------ KUTIPAN DOKUMEN ------

Caranya, kubuat mesin baru, dan kunamai dia, Pasar Valuta Asing (valas). Jika
negara-negara jajahanku sudah membuka Pasar Valasnya, aku mulai masuk,
mempermainkan nilai kurs mata uang lokal sesuai kehendakku. Akhirnya juga,
harga bahan baku bertekuk lutut menyembahku.
Aku semakin dekat meraih mimpiku: menguasai dunia.
Saat
ini, pengeluaran terbesarku adalah upah bagi tenaga kerja yang tetap tinggi.
Ini membuat impianku kian jauh untuk kugenggam. Dengan cepat, kutemukan caranya. Aku coba merambat ke ranah pendidikan,
dengan bantuan boneka-boneka milikku di kursi birokrasi, aku
melakukan proses liberalisasi pendidikan di negara jajahanku tersebut.
Jika penyelenggaraan pendidikan sudah diliberalisasi,
berarti pemerintah sudah tidak bertanggung jawab untuk memberikan subsidi. Itu
artinya biaya pendidikan mahal. Di sana, aku akan hadir sebagai seorang
pahlawan, dengan membuka sekolah-sekolah kejuruan, SMK, dan sekolah sejenisnya dengan mengutamakan
penguasaan teknik dan skill daripada pengetahuan umum dan perkembangan dunia.

------ DATA TERSIMPAN ------

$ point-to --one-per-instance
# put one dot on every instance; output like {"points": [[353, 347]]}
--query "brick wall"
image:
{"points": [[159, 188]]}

------

> **TUGAS YANG DIKERJAKAN**
- 1) Jawablah pertanyaan berikut berdasarkan kutipan dokumen di atas.
(a) Apa nama mesin baru yang dibuat oleh tokoh "aku"?
(b) Apa pengeluaran terbesar tokoh "aku" saat ini?
(c) Sekolah apa saja yang akan dibuka oleh tokoh "aku"?
- 2) Tuliskan kembali dengan tepat bagian kutipan dokumen di atas, mulai dari "Caranya, kubuat mesin" sampai "yang tetap tinggi.".

> **JAWABAN LATIHAN**
- 1)
(a) Mesin itu dinamai Pasar Valuta Asing (valas).
(b) Pengeluaran terbesarnya adalah upah bagi tenaga kerja yang tetap tinggi.
(c) Tokoh "aku" akan membuka sekolah-sekolah kejuruan, SMK, dan sekolah sejenisnya.

- 2)
Caranya, kubuat mesin baru, dan kunamai dia, Pasar Valuta Asing (valas). Jika
negara-negara jajahanku sudah membuka Pasar Valasnya, aku mulai masuk,
mempermainkan nilai kurs mata uang lokal sesuai kehendakku. Akhirnya juga,
harga bahan baku bertekuk lutut menyembahku.
Aku semakin dekat meraih mimpiku: menguasai dunia.
Saat
ini, pengeluaran terbesarku adalah upah bagi tenaga kerja yang tetap tinggi.